The word to look for is "green". Report every line of the entries below that has it.

-------- RAW DATA

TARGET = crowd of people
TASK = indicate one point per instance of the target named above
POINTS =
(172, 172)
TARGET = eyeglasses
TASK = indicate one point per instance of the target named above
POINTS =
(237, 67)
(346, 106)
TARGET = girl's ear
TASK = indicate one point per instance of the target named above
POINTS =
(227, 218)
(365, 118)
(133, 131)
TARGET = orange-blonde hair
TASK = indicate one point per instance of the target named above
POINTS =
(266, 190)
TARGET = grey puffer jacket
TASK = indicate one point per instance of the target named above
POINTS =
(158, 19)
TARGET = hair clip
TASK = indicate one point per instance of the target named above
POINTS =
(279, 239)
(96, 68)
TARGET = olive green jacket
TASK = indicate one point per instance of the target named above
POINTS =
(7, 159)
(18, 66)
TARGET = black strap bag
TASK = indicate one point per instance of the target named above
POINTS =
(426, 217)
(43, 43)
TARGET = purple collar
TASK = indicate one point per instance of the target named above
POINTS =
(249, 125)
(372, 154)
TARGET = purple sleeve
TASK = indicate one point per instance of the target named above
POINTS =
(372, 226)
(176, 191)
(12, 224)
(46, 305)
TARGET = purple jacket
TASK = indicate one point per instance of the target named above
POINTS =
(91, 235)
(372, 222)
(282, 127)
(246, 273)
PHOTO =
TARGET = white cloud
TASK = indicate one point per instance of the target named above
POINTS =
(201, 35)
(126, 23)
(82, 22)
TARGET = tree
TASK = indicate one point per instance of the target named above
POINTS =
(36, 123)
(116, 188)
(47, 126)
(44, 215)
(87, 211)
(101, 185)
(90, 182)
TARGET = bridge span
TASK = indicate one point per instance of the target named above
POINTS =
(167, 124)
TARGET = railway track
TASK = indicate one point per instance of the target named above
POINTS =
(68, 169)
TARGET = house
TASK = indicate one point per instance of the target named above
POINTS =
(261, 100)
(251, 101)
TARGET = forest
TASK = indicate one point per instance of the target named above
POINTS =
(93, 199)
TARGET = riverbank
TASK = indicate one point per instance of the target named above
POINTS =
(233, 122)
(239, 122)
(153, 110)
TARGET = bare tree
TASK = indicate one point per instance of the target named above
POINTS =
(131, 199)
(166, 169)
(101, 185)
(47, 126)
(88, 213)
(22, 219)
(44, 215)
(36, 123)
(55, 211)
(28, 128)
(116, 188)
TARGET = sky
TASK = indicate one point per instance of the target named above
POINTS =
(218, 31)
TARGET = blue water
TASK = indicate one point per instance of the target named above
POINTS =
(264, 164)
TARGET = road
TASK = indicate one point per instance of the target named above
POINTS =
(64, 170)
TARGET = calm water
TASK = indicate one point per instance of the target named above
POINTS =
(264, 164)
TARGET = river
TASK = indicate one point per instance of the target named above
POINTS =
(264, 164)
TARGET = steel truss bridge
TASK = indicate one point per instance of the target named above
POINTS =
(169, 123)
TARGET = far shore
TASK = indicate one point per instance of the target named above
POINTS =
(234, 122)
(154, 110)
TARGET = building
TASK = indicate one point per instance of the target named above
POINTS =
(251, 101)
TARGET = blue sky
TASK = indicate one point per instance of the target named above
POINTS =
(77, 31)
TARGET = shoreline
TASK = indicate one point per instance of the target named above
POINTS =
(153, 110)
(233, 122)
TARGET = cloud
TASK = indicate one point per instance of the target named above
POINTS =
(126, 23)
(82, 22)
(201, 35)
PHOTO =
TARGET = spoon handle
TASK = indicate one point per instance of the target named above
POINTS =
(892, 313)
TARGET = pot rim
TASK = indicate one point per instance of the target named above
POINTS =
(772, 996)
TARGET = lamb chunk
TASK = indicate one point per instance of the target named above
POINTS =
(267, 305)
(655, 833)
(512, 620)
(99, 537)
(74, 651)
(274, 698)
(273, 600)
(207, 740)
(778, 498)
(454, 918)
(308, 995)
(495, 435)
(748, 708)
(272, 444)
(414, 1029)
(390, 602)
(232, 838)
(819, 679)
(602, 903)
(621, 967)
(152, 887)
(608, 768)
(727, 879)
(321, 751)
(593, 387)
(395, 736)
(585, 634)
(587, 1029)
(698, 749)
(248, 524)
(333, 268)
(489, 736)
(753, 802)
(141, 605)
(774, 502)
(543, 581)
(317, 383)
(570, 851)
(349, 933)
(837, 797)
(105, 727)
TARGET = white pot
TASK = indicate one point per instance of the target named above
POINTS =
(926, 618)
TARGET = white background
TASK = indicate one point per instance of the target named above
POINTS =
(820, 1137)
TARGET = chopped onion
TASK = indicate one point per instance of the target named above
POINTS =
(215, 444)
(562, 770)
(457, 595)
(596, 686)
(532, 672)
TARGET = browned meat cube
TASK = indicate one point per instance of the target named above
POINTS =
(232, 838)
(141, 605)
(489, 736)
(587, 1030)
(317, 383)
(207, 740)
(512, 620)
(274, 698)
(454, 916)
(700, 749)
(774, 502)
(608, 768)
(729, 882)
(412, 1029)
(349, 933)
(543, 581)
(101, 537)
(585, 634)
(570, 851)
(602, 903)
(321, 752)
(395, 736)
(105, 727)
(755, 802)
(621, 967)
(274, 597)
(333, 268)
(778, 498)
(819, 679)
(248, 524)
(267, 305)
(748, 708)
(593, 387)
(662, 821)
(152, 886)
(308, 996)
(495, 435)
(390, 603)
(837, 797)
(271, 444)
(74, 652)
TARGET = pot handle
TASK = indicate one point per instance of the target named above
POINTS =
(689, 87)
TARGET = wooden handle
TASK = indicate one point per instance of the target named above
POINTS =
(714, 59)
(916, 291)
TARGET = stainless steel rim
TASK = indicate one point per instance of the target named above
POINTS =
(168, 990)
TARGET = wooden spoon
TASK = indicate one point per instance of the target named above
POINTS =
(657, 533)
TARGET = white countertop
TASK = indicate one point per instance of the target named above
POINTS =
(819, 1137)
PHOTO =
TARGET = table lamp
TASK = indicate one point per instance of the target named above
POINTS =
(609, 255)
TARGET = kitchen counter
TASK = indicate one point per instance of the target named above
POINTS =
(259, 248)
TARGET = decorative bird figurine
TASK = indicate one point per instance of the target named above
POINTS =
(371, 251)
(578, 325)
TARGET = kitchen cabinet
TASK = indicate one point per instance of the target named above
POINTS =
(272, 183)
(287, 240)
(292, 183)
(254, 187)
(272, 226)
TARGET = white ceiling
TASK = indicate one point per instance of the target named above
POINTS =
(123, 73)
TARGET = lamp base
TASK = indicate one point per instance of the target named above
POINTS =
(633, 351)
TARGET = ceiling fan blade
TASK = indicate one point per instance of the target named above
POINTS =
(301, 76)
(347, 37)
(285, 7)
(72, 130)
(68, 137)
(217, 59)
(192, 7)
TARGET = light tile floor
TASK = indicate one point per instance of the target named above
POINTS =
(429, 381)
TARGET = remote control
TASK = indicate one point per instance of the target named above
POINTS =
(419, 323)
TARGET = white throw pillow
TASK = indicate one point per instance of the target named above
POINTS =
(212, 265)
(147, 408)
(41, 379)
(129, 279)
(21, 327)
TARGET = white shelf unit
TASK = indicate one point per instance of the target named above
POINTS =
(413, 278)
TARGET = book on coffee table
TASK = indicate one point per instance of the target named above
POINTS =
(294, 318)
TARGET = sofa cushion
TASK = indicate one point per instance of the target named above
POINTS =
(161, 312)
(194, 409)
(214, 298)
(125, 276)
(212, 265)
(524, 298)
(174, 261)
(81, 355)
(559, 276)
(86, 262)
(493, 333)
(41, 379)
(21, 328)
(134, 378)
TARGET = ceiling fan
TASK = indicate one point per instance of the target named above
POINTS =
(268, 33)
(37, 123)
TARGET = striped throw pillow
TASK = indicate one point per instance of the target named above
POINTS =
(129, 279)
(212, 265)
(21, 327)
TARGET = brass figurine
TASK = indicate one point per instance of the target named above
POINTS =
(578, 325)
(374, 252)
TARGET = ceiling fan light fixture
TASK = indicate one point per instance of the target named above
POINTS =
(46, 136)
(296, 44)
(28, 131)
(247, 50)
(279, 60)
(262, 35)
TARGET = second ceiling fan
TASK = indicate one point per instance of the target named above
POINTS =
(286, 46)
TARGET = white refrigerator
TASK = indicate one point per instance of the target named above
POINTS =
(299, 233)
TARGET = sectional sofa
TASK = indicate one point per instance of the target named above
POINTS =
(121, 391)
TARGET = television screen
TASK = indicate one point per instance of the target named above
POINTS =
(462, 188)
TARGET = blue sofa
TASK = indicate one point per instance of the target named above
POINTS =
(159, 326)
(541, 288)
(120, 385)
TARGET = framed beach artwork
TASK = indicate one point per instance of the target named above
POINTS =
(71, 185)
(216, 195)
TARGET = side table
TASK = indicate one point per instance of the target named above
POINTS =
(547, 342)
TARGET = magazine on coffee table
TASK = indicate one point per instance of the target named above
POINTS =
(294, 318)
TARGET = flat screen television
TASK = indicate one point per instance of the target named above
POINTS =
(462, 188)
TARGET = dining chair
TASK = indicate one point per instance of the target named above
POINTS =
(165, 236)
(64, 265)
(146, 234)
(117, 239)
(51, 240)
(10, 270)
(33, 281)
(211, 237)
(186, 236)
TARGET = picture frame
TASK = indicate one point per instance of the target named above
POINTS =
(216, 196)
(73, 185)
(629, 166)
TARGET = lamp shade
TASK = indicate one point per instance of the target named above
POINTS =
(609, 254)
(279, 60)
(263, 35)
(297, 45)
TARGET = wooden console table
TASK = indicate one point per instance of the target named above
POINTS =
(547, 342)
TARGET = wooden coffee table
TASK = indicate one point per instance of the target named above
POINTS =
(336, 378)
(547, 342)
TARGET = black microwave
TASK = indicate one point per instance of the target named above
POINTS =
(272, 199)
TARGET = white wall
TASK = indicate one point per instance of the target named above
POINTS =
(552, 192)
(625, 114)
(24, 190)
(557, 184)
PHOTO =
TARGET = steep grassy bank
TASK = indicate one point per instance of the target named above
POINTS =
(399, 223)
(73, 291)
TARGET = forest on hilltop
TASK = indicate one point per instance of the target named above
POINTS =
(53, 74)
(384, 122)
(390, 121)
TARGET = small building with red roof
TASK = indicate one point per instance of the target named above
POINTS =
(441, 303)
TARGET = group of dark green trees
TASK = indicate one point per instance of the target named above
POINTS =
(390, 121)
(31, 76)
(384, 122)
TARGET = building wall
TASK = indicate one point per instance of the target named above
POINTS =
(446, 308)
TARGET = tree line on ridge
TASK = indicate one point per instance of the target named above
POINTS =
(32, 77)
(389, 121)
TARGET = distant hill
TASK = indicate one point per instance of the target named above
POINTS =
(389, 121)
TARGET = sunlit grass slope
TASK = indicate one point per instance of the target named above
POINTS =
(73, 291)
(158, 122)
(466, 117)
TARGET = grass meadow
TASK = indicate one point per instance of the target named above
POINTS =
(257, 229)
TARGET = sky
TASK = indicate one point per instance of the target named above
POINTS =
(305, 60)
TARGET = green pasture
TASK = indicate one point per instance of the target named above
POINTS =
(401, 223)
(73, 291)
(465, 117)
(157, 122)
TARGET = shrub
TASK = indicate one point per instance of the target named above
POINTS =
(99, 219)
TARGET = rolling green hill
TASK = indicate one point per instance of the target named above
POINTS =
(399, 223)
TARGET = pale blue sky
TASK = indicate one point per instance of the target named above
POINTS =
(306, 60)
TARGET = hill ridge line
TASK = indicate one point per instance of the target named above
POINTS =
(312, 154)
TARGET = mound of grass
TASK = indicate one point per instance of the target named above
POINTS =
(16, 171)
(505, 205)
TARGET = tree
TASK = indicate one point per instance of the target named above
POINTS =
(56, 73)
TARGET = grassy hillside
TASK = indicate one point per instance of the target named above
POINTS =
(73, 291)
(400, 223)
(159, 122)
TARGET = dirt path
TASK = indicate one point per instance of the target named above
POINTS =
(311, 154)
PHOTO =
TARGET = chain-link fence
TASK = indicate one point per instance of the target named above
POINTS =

----------------

• _ANSWER BOX_:
TARGET = olive green jacket
TARGET = group of dark green trees
TARGET = green pasture
TARGET = rolling green hill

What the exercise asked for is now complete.